Available records:
+ + +

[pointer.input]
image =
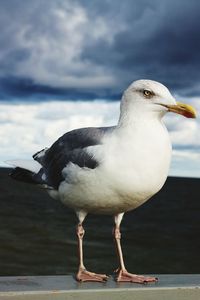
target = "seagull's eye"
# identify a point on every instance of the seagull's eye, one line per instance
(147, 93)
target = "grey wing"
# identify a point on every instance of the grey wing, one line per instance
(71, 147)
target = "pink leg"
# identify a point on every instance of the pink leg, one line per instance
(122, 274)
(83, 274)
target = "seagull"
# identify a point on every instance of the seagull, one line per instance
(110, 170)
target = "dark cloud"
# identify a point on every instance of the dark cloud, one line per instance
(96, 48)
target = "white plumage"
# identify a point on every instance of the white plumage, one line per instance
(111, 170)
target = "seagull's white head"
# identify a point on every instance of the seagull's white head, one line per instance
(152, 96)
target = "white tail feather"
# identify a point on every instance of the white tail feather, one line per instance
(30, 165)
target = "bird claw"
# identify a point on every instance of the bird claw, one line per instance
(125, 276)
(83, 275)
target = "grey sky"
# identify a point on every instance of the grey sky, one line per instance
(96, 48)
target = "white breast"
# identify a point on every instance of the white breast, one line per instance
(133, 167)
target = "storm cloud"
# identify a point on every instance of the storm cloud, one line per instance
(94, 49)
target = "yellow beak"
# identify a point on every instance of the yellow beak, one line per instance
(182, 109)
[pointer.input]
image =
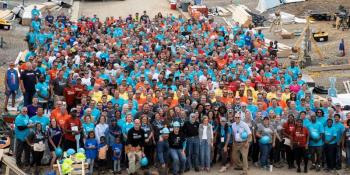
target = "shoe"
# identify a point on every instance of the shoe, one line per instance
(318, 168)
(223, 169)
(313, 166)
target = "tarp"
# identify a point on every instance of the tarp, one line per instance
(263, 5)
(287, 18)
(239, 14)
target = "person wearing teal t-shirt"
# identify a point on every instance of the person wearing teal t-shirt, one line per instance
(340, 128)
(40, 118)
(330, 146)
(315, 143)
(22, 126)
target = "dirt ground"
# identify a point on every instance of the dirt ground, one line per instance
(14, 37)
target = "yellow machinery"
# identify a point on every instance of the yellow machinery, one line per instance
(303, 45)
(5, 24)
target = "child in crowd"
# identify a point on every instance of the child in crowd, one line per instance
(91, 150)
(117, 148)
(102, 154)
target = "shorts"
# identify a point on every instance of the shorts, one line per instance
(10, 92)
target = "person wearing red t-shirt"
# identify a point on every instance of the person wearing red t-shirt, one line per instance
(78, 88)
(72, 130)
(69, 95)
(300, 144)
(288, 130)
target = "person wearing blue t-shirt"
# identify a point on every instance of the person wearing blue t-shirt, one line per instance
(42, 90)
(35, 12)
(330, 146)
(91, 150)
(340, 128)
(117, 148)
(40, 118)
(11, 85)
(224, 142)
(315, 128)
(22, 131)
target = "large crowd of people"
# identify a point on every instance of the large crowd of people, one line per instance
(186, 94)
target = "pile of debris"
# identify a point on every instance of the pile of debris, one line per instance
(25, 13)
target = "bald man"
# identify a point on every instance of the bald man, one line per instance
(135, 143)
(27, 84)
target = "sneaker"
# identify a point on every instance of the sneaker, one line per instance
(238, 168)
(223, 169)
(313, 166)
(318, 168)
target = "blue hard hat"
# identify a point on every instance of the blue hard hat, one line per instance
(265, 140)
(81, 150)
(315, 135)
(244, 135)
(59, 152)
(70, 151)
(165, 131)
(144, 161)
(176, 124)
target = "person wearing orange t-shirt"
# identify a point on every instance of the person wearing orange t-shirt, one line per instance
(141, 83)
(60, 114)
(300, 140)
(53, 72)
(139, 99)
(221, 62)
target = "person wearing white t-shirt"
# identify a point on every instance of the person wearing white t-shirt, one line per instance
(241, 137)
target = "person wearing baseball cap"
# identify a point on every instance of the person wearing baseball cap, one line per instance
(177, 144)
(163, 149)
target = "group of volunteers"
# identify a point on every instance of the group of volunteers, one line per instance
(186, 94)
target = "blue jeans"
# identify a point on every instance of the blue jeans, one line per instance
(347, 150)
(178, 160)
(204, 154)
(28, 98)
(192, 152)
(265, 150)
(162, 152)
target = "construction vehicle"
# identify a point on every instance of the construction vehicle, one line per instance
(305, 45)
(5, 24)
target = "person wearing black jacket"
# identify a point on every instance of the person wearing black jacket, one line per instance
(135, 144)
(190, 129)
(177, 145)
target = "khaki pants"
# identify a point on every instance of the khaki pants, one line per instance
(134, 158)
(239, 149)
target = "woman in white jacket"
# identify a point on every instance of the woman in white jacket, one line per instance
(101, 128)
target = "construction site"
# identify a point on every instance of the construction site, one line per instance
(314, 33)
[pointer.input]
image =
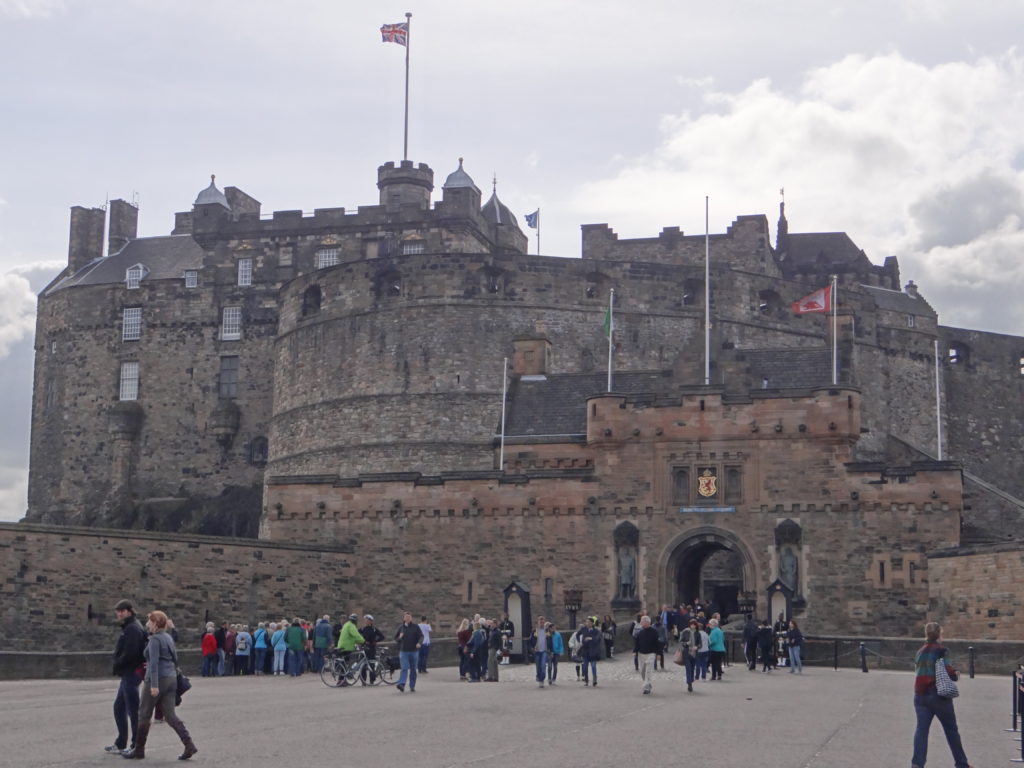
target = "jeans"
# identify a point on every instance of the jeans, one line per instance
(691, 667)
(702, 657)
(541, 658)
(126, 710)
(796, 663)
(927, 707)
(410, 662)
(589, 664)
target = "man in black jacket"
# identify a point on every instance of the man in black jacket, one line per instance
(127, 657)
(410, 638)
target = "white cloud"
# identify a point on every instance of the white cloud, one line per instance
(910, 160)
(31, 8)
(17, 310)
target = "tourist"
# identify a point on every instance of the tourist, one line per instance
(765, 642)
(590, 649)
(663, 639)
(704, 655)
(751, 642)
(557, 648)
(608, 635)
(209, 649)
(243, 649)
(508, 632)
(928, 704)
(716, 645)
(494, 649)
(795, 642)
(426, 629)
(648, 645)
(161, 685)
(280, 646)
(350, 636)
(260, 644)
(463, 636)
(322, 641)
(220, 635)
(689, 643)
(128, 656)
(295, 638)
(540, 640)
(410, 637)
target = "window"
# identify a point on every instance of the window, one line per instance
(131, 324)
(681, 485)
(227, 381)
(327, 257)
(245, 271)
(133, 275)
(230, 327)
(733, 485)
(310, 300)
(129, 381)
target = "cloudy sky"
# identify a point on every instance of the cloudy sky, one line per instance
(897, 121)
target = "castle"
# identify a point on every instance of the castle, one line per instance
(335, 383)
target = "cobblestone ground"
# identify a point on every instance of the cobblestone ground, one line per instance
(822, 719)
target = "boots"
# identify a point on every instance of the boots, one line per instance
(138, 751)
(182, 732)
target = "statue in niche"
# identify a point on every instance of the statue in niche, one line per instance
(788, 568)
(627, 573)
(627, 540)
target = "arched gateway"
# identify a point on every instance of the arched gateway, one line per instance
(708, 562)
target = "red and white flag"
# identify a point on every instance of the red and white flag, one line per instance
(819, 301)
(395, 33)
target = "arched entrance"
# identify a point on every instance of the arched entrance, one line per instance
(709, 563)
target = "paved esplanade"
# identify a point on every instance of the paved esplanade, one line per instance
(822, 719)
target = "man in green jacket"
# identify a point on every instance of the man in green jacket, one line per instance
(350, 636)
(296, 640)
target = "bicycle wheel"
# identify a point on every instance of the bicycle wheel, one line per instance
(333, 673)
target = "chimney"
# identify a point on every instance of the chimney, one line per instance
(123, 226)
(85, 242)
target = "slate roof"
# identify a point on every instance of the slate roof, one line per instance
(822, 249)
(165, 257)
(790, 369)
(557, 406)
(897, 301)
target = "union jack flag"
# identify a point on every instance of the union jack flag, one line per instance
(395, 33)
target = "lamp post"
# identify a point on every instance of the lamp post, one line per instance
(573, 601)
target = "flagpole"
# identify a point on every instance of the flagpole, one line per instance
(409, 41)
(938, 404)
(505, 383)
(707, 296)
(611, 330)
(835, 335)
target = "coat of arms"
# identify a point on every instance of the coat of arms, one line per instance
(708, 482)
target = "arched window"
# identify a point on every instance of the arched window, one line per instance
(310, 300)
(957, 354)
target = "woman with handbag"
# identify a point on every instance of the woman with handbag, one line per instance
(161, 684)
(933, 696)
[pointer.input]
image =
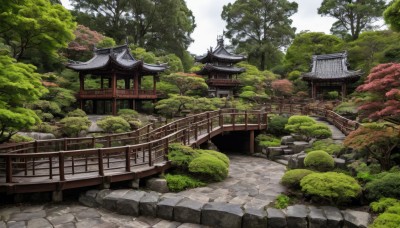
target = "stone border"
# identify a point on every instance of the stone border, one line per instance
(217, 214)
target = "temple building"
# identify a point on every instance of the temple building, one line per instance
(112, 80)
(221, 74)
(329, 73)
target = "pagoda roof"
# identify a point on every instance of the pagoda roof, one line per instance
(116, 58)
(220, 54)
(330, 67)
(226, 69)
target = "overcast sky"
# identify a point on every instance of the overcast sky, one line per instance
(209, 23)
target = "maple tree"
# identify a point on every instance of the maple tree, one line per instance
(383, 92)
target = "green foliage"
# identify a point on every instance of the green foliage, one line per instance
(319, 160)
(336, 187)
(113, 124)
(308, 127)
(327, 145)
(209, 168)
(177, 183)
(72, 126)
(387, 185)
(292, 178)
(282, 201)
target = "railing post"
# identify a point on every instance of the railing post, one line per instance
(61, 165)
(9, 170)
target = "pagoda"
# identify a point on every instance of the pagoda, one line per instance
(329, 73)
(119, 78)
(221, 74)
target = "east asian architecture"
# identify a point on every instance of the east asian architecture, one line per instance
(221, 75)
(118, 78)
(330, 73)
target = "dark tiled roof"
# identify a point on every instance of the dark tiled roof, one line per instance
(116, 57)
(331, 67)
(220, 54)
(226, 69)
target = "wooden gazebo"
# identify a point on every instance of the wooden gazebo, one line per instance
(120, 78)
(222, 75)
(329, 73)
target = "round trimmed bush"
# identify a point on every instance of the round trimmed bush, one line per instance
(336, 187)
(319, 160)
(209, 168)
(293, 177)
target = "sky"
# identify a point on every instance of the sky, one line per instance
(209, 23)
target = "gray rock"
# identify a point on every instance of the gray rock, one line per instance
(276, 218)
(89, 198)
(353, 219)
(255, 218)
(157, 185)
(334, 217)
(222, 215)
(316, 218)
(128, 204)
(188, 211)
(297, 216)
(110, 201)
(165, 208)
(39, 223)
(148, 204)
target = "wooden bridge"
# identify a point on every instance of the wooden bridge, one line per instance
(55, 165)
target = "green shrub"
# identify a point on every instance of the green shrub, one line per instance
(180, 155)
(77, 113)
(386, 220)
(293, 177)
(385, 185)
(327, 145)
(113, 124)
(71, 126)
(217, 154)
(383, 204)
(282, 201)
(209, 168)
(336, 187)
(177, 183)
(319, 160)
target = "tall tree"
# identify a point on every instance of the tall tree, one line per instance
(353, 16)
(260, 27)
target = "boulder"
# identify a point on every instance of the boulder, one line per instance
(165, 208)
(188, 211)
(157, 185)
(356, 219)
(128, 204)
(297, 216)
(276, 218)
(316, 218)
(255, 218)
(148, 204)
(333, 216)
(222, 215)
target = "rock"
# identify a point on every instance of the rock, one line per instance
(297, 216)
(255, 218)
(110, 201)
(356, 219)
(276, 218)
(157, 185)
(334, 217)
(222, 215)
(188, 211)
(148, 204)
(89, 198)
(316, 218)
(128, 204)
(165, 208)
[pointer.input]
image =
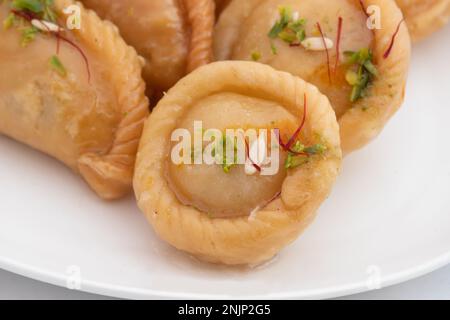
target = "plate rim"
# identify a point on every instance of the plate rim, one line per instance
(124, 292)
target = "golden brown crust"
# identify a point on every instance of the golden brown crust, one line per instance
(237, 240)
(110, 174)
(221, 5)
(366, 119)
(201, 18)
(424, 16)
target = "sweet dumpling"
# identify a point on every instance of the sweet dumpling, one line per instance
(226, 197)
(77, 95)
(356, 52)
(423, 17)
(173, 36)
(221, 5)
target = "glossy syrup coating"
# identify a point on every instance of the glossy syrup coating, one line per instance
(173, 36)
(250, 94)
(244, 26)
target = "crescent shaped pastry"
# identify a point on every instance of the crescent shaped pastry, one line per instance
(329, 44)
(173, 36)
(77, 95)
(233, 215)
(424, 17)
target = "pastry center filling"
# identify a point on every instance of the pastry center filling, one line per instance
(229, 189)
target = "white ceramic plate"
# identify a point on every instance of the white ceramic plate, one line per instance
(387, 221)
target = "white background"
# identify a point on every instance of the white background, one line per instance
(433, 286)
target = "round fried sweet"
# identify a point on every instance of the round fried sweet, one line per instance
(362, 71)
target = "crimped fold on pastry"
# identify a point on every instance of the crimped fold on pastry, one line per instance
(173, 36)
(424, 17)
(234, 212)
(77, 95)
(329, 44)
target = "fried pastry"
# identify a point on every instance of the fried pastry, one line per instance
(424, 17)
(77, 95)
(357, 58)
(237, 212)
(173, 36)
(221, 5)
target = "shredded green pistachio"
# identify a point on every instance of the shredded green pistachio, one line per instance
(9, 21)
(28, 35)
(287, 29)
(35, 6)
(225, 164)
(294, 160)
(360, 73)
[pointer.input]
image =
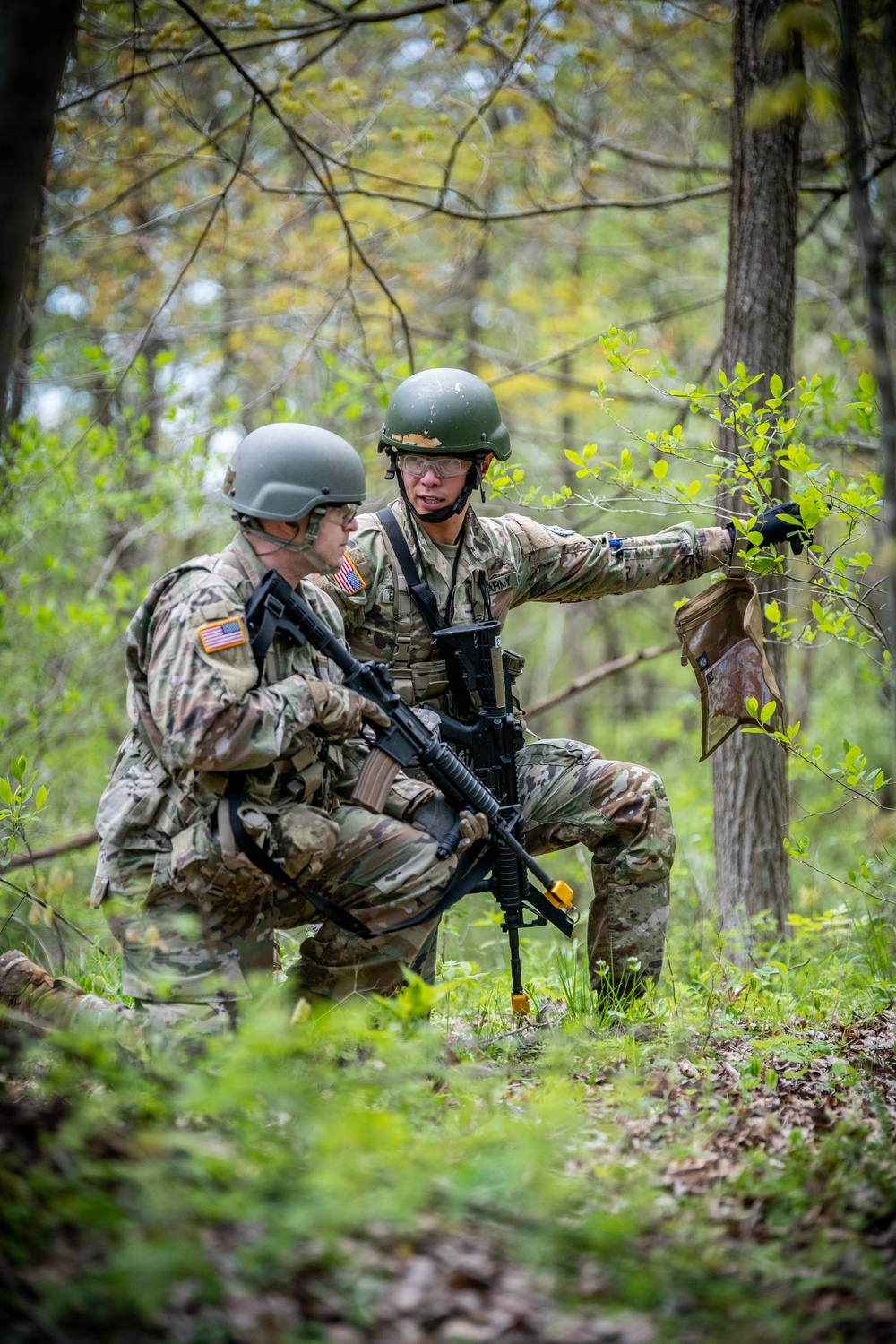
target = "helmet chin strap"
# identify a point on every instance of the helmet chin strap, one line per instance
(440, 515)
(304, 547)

+ + +

What the task requires: Return every line of the records that contains the word "black".

The response:
target = "person wearing black jacket"
# identify a point on every instance of the person wearing black jacket, one line per instance
target = "man in black jacket"
# identify a point on every instance of the man in black jacket, one line per instance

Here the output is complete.